### Exercise input ###

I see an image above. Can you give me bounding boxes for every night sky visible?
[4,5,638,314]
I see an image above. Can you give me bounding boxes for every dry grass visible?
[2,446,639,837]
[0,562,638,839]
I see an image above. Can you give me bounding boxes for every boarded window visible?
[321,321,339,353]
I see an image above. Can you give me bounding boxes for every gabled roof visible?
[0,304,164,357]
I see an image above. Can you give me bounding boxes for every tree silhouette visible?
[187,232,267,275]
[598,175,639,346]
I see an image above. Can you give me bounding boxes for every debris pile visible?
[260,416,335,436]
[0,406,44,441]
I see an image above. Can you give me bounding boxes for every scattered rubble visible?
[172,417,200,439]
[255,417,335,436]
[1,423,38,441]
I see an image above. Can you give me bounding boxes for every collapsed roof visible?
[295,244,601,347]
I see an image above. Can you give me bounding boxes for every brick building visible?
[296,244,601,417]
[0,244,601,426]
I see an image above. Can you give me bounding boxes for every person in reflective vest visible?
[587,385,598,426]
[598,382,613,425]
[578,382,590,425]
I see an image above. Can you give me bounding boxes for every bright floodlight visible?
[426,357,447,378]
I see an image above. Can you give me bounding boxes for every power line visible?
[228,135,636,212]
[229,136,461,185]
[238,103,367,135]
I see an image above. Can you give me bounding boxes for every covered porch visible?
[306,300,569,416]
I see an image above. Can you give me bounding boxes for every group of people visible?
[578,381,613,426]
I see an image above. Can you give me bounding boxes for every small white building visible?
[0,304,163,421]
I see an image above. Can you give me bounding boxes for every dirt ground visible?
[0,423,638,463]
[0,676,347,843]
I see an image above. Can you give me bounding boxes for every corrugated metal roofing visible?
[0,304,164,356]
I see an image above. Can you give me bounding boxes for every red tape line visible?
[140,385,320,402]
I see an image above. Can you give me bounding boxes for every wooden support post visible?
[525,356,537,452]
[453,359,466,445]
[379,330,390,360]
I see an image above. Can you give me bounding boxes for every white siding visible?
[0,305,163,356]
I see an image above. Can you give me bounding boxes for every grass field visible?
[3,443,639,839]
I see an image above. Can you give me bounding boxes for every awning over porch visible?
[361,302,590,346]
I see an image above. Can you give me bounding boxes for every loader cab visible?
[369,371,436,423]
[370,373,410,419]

###

> **Problem to solve**
Each of the records above is to be copied exactly.

> **Response**
I see an image above. Can you give me bounding boxes for every night sky visible?
[4,5,638,314]
I see an image above. Can you give me bounding boxes for every dry grass visible?
[2,446,639,837]
[0,562,638,839]
I see an image above. Can you give me bounding boxes for every boarded window visible?
[321,321,339,353]
I see an image above. Can you give me bounding boxes for every gabled roof visible?
[0,304,164,357]
I see an image above. Can you give me bounding boxes for every tree silhouette visible?
[187,232,267,275]
[598,175,639,346]
I see an image above. Can you give me bounding boxes for every debris pile visible?
[260,416,335,436]
[0,406,44,441]
I see an image above. Can you give me bounding boxes for every scattered rubble visible?
[172,417,200,439]
[255,417,335,436]
[1,423,38,441]
I see an image above. Can you give me bounding boxes for every collapsed roof visible?
[295,244,601,347]
I see an image above. Can you give me bounding boxes for every brick building visible?
[296,244,601,417]
[0,244,601,426]
I see an image above. Can you give me bounding boxes for every person in reflective vest visible?
[587,385,598,426]
[598,382,613,425]
[578,382,590,425]
I see an image above. Can you give me bounding boxes for every bright floodlight visible?
[426,357,447,378]
I see an image above. Can you give me bounding boxes for every power line visible?
[228,135,636,212]
[229,136,461,185]
[238,103,367,135]
I see an image above. Can you give me bounding boxes for every covered porch visible?
[306,300,569,416]
I see an image above. Can you give me bounding boxes for every group of people visible?
[578,381,613,426]
I see an image above. Can you give me bounding boxes for every small white building visible?
[0,304,163,421]
I see an image above. Can you give me bounding boxes for every dirt ground visible?
[0,423,638,463]
[0,676,347,843]
I see an image above. Can you give me bounding boxes for every corrugated metal roofing visible?
[0,304,164,356]
I see an image above. Can you give me bounding boxes for every red tape line visible?
[140,385,320,402]
I see an image above. Can you give me bounding boxes for every wooden support post visible?
[525,356,537,452]
[453,359,466,445]
[379,330,390,360]
I see an image above. Can you give me bounding boxes for every white siding visible?
[0,305,163,356]
I see an image above. Can you give me bounding boxes for every grass field visible?
[3,443,639,839]
I see an image above. Can you give me bounding boxes for every awning over porch visible?
[361,302,590,346]
I see an image above. Can you give me bounding boxes for every loader cab visible?
[369,371,436,423]
[370,373,410,419]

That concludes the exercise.